WHAT YOU ARE ASKED TO DO –
Below are entries; work out how many of their lines hold "cherry", giving only that number.

***** SOURCE DATA

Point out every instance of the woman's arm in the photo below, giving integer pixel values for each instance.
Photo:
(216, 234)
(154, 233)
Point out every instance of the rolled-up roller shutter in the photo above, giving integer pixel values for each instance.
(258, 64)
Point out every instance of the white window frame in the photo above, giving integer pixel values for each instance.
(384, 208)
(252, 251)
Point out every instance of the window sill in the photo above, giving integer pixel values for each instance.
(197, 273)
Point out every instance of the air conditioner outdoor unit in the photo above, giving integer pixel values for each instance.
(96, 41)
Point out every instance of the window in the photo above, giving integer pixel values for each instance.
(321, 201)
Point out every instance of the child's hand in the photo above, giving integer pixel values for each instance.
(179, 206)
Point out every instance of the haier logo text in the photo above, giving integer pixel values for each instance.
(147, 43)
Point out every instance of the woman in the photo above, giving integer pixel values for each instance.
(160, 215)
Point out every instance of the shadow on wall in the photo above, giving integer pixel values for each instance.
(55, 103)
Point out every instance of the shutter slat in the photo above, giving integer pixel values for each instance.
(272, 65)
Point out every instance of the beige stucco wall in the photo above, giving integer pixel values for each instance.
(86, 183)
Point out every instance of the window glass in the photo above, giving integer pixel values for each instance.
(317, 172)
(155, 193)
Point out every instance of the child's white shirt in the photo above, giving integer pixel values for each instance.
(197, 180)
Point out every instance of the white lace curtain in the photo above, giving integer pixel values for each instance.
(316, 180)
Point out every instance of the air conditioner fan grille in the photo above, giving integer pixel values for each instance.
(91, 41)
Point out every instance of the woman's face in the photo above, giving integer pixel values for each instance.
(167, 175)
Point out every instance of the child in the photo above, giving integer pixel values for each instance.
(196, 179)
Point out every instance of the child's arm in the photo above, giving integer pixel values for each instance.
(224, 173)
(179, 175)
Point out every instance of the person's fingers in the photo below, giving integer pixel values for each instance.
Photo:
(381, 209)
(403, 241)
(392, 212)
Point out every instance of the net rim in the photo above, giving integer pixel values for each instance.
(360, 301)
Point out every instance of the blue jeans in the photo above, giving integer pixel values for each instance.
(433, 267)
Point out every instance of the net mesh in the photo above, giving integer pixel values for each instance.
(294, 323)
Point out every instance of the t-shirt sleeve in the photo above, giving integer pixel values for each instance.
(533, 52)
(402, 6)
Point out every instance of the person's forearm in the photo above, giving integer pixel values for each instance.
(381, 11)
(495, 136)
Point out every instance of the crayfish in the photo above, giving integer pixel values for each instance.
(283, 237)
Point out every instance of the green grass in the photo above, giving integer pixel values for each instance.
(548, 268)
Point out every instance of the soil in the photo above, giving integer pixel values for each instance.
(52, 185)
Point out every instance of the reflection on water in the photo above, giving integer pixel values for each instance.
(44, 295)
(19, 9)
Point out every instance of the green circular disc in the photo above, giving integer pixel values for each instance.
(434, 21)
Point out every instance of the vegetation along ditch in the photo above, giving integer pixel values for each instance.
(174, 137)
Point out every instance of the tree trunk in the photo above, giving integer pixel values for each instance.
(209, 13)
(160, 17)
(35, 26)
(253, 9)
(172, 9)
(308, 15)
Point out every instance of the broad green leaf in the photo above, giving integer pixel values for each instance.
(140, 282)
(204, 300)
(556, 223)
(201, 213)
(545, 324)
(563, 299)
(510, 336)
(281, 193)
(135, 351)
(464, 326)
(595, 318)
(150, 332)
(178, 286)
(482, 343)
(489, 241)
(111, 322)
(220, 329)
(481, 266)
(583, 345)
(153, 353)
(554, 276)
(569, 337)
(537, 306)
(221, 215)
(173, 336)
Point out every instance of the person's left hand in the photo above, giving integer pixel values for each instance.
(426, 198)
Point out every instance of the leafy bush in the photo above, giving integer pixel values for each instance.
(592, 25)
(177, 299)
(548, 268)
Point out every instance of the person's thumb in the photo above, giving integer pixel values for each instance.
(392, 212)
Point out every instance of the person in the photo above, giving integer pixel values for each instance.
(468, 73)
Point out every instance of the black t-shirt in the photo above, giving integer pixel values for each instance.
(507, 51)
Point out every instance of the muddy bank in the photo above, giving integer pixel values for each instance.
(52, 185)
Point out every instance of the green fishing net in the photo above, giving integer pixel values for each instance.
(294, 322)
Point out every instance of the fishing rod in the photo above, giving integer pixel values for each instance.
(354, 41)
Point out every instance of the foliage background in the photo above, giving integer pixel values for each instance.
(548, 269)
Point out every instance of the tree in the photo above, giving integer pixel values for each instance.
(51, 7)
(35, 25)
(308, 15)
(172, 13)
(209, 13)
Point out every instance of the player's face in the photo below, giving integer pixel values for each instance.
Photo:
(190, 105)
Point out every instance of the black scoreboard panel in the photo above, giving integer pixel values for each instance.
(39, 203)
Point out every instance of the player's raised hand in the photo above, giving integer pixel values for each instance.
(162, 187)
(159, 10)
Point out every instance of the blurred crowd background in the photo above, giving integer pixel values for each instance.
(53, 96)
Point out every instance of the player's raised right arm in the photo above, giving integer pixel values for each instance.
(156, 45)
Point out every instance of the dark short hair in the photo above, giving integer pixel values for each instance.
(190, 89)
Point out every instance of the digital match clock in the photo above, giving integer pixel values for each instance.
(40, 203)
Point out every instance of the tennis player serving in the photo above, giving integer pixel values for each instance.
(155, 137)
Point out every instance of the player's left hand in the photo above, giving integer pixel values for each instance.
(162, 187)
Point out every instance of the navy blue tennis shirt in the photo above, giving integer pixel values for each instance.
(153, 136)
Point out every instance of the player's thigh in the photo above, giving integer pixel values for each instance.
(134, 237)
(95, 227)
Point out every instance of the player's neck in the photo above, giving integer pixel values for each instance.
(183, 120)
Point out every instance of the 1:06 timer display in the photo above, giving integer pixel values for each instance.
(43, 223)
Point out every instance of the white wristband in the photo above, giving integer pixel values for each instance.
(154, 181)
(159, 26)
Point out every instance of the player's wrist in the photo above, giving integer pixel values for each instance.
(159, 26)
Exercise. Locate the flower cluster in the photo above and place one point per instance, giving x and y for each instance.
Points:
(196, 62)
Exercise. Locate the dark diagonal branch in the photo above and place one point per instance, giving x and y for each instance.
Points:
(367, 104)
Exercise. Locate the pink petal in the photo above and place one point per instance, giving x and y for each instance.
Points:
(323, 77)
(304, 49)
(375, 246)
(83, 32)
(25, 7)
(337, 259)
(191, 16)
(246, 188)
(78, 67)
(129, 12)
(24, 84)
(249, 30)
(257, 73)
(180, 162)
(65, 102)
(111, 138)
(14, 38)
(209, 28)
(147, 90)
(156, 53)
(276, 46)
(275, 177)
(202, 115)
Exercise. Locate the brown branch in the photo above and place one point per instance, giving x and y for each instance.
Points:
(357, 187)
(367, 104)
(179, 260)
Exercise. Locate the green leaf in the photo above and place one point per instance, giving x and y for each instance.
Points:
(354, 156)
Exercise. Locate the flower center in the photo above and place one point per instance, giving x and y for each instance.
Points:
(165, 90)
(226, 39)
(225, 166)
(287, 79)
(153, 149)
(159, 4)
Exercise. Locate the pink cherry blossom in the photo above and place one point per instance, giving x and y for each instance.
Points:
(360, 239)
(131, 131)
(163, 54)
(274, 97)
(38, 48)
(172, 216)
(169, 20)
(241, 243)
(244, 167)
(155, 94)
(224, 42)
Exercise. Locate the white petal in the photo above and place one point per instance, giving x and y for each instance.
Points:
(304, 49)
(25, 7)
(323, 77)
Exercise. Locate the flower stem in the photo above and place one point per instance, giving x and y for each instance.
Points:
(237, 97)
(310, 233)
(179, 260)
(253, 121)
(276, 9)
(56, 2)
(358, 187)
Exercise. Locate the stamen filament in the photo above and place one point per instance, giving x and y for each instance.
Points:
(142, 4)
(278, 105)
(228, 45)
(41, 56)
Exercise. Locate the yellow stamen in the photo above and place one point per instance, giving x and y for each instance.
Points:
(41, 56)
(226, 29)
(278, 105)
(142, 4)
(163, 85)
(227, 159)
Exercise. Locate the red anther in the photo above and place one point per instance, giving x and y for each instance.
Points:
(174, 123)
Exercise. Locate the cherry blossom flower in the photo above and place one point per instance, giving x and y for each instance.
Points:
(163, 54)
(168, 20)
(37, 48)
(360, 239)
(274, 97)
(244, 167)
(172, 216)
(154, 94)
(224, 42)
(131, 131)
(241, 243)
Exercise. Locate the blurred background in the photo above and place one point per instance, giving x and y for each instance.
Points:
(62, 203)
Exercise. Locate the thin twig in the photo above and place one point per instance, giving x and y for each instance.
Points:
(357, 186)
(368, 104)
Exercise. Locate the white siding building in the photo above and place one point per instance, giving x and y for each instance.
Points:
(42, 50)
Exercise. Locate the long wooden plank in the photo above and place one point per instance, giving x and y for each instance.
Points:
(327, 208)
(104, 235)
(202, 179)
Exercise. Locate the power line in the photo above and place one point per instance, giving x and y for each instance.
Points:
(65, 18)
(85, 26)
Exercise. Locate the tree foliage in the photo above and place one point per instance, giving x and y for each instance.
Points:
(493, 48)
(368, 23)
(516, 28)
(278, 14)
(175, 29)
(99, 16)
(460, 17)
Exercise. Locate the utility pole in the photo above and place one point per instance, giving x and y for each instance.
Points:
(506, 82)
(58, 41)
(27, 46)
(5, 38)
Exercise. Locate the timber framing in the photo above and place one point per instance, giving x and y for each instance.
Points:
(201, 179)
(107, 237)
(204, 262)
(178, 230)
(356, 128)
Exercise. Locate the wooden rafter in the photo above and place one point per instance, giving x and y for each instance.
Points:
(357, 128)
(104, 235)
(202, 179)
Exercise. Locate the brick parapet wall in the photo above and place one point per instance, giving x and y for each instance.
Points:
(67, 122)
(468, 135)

**********

RESULT OF THIS EXERCISE –
2